Prompt 1: In the listing, swap "orange cloud" for "pink cloud" and reproduce the stretch from the start of the listing through the line containing "x=153, y=48". Leave the pictures out.

Terrible bike. And I'm not even a cycle snob.


----------



## Bollo (21 Apr 2017)

Roadhump said:


> , but I would guess the lack of a wave or greeting from other cyclists has just as much to do with different personality types, and even the mood of people.
> 
> I tend to acknowledge other cyclists whether roadies, MTBers, or people on shopping bikes, some respond, others don't. I have been bimbling along on my hybrid in my Ronhill trackies and baggy top several times when a club ride or similar group of fast roadies has passed and have been on the receiving end of a chorus of "hellos" and "good mornings", I was struggling up a hill a few months ago when a very pleasant lycra clad roadie on a dream machine pulled alongside me, slowed down and chatted with me for a couple of minutes.
> 
> On the other hand some cyclists don't acknowledge and just ignore me, so what! They might be a shy introvert type, have problems on their mind, be lacking in social skills, just plain ignorant or cycling snobs. Like every walk of life, it takes all sorts.


Paging @ianrauk. I'm starting to think that I'm doing your job for you.


----------



## Bollo (21 Apr 2017)

As for wheel-sucking, I'm honestly not fussed either way. I'm not in the nabit myself and I can only maybe think of one or two occasions in the last couple of years when a stranger has tucked in.


----------



## Milzy (21 Apr 2017)

Bollo said:


> As for wheel-sucking, I'm honestly not fussed either way. I'm not in the nabit myself and I can only maybe think of one or two occasions in the last couple of years when a stranger has tucked in.


People should be happy new friends are tucking in. I'd either leave them to it or try to drop them.


----------



## Lolls (21 Apr 2017)

I've been on my 3rd bike ride today. I couldn't wave to anyone as I can't take my hands off the handlebars yet. I did say hello to a dog walker and would have said hello to a fellow cyclist........but I was grimmacing as I struggled to get up a slope, well it probably wasn't even that steep.
My hubby who rides a road bike was riding alongside me on my hybrid.


----------



## si_c (23 Apr 2017)

Lolls said:


> I've been on my 3rd bike ride today. I couldn't wave to anyone as I can't take my hands off the handlebars yet. I did say hello to a dog walker and would have said hello to a fellow cyclist........but I was grimmacing as I struggled to get up a slope, well it probably wasn't even that steep.
> My hubby who rides a road bike was riding alongside me on my hybrid.


Nodding is a perfectly acceptable substitute for a wave.


----------



## i hate hills (23 Apr 2017)

mjr said:


> I sometimes play that at the roll-out of group rides... but more often, I play the Bicycle Waltz or Easy Riding.

Prompt 2: List every username that appears in a post header of the cycling forum thread, giving each name once.

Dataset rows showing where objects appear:
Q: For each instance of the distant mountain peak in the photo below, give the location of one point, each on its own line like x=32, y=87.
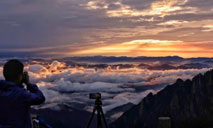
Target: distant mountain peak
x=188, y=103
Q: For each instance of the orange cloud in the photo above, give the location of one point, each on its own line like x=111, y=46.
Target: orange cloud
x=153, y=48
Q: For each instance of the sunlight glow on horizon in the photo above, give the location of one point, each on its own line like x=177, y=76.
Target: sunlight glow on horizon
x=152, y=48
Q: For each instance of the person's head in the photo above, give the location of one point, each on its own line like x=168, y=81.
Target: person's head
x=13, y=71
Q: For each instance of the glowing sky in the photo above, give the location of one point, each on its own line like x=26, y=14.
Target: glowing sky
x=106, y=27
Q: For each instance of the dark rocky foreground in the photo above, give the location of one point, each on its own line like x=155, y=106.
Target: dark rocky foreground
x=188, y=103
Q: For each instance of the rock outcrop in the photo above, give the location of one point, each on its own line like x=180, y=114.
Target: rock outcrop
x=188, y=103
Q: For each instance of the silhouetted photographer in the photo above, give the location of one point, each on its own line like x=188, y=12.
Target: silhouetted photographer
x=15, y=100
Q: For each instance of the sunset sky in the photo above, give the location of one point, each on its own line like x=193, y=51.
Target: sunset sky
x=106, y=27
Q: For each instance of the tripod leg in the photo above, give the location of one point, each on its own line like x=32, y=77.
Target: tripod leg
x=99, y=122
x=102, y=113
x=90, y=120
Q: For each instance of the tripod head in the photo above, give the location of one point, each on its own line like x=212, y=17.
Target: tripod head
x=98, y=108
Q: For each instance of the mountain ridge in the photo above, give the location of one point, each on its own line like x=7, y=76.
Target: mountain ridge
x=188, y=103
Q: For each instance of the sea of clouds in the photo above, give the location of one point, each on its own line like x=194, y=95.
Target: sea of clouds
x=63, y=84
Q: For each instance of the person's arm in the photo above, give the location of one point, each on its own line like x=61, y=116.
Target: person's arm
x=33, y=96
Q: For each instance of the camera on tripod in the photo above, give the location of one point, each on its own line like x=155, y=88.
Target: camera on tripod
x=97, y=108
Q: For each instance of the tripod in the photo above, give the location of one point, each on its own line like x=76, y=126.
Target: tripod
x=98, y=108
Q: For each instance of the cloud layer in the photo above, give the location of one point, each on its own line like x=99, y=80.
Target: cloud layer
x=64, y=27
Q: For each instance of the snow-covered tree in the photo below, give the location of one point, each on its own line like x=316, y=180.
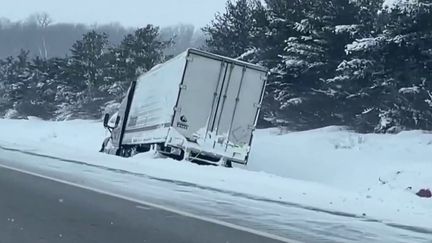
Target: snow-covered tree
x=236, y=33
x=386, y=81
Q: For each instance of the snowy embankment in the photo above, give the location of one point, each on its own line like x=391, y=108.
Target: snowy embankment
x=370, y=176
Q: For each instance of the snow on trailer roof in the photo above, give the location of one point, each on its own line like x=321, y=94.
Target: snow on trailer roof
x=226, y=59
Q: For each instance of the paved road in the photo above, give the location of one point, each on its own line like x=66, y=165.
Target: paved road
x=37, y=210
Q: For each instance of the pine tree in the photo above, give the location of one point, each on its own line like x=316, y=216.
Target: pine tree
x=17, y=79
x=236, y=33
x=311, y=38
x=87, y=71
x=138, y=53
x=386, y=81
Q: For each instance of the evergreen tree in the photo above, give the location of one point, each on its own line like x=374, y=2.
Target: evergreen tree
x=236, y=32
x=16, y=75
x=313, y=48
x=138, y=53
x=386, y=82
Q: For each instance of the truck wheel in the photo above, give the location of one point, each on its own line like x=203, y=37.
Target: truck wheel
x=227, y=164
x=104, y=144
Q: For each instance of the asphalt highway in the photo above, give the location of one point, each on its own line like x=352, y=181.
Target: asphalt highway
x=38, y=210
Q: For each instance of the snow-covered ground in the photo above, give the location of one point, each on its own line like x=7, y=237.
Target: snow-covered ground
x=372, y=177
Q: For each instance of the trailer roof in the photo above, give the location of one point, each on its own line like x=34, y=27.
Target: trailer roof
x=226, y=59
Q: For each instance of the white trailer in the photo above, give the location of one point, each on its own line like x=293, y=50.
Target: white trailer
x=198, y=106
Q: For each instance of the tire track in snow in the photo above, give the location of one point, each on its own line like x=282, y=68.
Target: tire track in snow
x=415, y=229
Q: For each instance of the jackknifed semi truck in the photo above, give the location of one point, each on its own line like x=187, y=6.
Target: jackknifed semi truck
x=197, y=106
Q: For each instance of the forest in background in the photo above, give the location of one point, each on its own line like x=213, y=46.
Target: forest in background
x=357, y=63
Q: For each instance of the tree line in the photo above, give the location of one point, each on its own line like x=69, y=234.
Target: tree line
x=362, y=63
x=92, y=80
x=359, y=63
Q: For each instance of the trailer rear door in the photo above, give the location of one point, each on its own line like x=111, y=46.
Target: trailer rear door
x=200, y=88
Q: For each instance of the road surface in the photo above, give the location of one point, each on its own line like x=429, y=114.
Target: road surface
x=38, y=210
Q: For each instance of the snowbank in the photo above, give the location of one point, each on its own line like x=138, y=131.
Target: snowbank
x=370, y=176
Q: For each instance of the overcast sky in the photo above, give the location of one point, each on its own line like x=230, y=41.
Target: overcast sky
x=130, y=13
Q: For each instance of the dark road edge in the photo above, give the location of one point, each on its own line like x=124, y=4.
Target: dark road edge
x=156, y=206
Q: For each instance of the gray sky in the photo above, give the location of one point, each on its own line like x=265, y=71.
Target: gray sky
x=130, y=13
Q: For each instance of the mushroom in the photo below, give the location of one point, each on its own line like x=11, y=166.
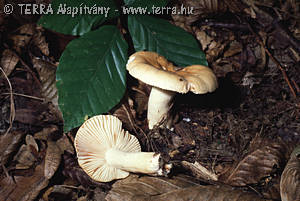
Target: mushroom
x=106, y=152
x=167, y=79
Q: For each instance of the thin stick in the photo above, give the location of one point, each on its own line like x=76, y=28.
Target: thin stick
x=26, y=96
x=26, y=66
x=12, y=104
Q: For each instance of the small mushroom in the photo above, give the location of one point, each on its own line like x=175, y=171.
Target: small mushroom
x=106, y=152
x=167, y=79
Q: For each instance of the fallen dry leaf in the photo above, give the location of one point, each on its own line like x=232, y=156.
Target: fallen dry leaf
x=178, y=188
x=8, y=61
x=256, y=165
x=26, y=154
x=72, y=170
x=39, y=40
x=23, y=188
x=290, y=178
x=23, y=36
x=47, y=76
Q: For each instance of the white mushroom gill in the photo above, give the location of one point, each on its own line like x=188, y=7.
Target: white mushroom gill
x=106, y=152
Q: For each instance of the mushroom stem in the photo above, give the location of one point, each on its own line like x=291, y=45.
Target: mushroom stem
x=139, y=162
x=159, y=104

Right answer 1:
Q: For each instance of the distant mountain peak in the photo below, give the location of one point, each on its own line like x=32, y=87.
Target: distant mountain peak
x=188, y=103
Q: For each instance of the pink cloud in the photo above, give the location of one point, each on its own line like x=111, y=46.
Target: pink cloud
x=153, y=48

Right answer 2:
Bollo
Milzy
Lolls
si_c
i hate hills